- _Ketentuan Tugas_:
[1] Terjemahkan kalimat "Indonesia alami kebakaran hutan dan lahan parah pada 2015." dari teks sumber ke dalam bahasa Inggris.
[2] Salin dari teks sumber bagian yang dimulai pada kata-kata "Kebakaran hutan dan lahan di" dan berhenti setelah "tinggi tahun ini.".

- _Teks Sumber_:
━━━━━━━━━━━━━━━━

Mongabay.co.id

Kebakaran Berulang di Perusahaan Sawit dan Bubur Kertas Masih Minim Sanksi

Kebakaran hutan dan lahan di konsesi PT Globalindo Agung Lestari di Mantangai, Kapuas, Kalimantan Tengah. © Jurnasyanto Sukarno / Greenpeace

 

 

 

 

 

Indonesia alami kebakaran hutan dan lahan parah pada 2015. Empat tahun setelah itu, karhutla parah berulang termasuk di konsesi perusahaan baik sawit maupun hutan tanaman industri. Kini Sejak beberapa pekan lalu, ratusan ribu warga di Kalimantan, Sumatera, bahkan sebagian Sulawesi, terpaksa menghirup napas tak sehat bahkan berbahaya. Greenpeace Indonesia menganalisa ada konsesi, baik perkebunan sawit maupun perkebunan bubur kertas dengan lahan terbakar pada 2015-2018, masih terindikasi titik api dengan level tinggi tahun ini.

━━━━━━━━━━━━━━━━

- _Baris Data_:
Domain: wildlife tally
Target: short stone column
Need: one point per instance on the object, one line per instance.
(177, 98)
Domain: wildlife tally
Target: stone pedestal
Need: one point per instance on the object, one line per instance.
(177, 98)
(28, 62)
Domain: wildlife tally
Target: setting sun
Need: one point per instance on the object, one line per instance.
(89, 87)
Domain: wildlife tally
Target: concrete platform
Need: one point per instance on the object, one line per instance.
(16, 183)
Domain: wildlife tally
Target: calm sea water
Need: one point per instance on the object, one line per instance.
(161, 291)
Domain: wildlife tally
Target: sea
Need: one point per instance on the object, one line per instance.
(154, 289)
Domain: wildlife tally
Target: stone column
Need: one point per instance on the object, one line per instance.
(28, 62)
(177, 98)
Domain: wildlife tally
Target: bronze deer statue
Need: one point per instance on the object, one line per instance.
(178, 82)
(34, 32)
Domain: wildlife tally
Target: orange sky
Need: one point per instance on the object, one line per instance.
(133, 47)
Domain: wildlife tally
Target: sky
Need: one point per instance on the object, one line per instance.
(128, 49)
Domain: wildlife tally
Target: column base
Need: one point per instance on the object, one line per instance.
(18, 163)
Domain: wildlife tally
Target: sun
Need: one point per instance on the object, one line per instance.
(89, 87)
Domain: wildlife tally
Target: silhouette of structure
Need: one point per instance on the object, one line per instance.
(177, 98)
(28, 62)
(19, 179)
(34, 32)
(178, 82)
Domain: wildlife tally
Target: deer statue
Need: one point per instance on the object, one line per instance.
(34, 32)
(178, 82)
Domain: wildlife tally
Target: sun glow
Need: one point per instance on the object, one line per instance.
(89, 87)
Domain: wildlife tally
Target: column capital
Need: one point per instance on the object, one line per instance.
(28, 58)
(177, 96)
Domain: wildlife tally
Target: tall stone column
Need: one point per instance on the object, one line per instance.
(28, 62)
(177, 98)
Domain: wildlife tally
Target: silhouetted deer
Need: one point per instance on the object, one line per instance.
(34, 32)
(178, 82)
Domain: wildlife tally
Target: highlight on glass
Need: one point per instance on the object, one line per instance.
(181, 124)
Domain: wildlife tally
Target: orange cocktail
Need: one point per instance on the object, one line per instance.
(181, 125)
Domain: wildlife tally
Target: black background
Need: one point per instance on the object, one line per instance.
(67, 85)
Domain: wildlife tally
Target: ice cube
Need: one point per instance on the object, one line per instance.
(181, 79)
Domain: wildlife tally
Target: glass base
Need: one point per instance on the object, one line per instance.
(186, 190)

━━━━━━━━━━━━━━━━

- _Jawaban yang Diharapkan_:
[1] Indonesia experienced severe forest and land fires in 2015.

[2]
Kebakaran hutan dan lahan di konsesi PT Globalindo Agung Lestari di Mantangai, Kapuas, Kalimantan Tengah. © Jurnasyanto Sukarno / Greenpeace

 

 

 

 

 

Indonesia alami kebakaran hutan dan lahan parah pada 2015. Empat tahun setelah itu, karhutla parah berulang termasuk di konsesi perusahaan baik sawit maupun hutan tanaman industri. Kini Sejak beberapa pekan lalu, ratusan ribu warga di Kalimantan, Sumatera, bahkan sebagian Sulawesi, terpaksa menghirup napas tak sehat bahkan berbahaya. Greenpeace Indonesia menganalisa ada konsesi, baik perkebunan sawit maupun perkebunan bubur kertas dengan lahan terbakar pada 2015-2018, masih terindikasi titik api dengan level tinggi tahun ini.